Which lines run from the one containing "<point>1217,42</point>" through the end of the data? Write them out exactly, with the pictures left out.

(Material shown)
• • •
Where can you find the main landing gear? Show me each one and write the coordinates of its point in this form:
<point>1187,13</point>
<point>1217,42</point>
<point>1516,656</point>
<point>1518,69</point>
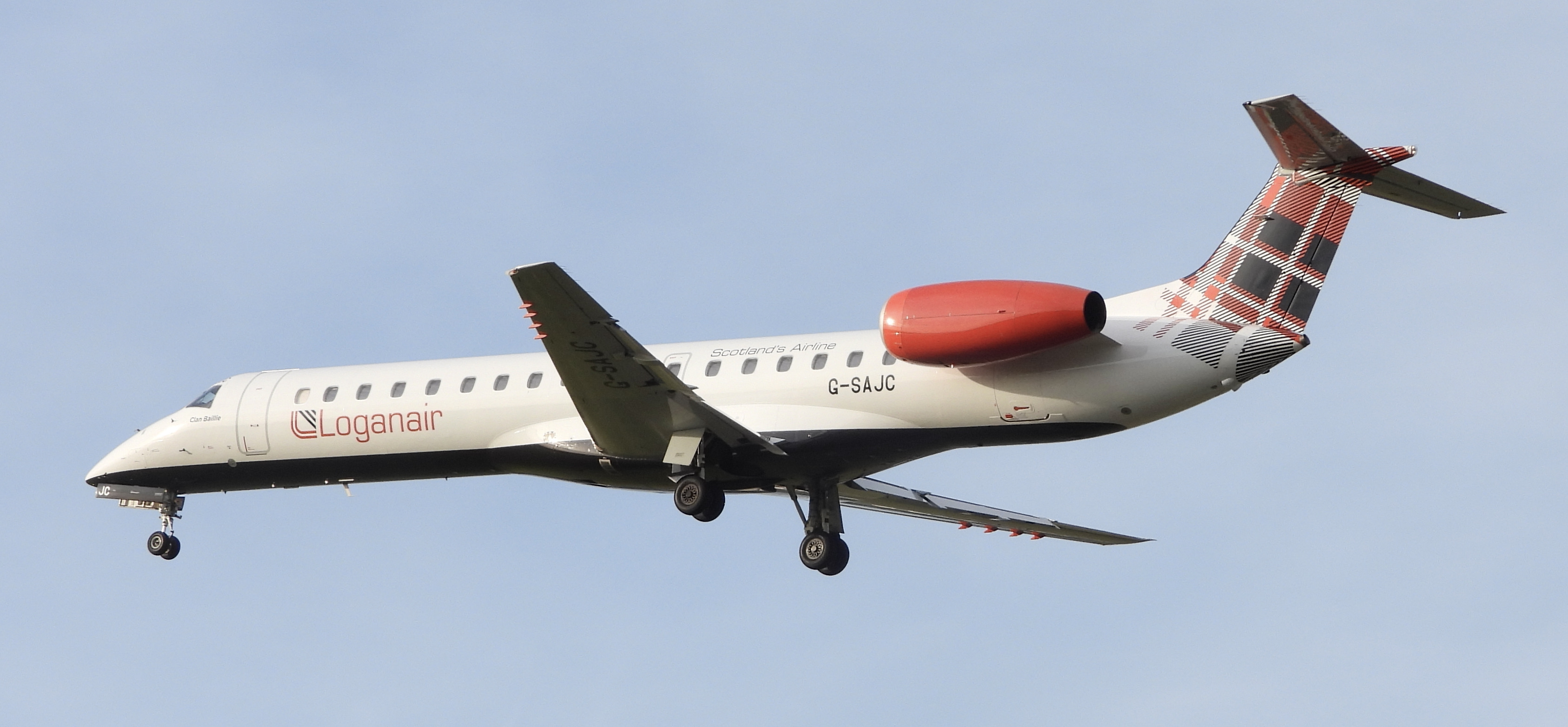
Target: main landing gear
<point>700,499</point>
<point>822,550</point>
• • •
(Response area)
<point>1217,42</point>
<point>1516,656</point>
<point>1518,69</point>
Target: main landing gear
<point>700,499</point>
<point>822,550</point>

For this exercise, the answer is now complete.